§ SELECTED EXTRACT:
The U.S. Geological Survey (USGS) reported Tuesday that there are now approximately 765 grizzly bears in northwestern Montana.  It is believed to be the state’s largest grizzly bear population in decades, and signals that the threatened species may be on the rebound.

The five-year, $4.8 million study was supported by Montana ranchers, farmers and Republican leaders as a step toward reducing restrictions in place since 1975 on logging, gas and oil drilling and other development. 

Previous estimates had placed the number of grizzlies at around 250 to 350, while more recent data have suggested a minimum population of around 563 bears. 

However, the first-ever scientific census crushed these estimates.

“This is two and a half times the number of bears previously estimated,” Katherine Kendall, the lead researcher, told the AP, adding that the results speak for themselves.

“There is no evidence that the population size was ever severely reduced…”

Supporters of the research pushed for the study as an initial step toward removing the bears from the endangered species list. The grizzly has been threatened since 1975 in the lower 48 states, which prohibits hunting is prohibited and restricts any development that could limit the bears’ population.

The grizzly bear population around Yellowstone National Park was deemed recovered last year, following more than three decades of research.

“Let’s make this an Endangered Species Act success … get them off the list so we can manage them here in Montana,” John Youngberg, vice president of government affairs for the Montana Farm Bureau, told the AP.

§ MATERIAL PROVIDED:
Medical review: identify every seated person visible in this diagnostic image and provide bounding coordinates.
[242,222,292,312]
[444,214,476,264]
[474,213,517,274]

§ ASSIGNMENT:
Answer these from the report on Montana grizzly bears.
(a) About how many grizzly bears now live in northwestern Montana, according to the USGS?
(b) How long did the study run, and how much did it cost?
(c) What position does John Youngberg hold?

§ EXPECTED ANSWER:
(a) Approximately 765.
(b) Five years and $4.8 million.
(c) Vice president of government affairs for the Montana Farm Bureau.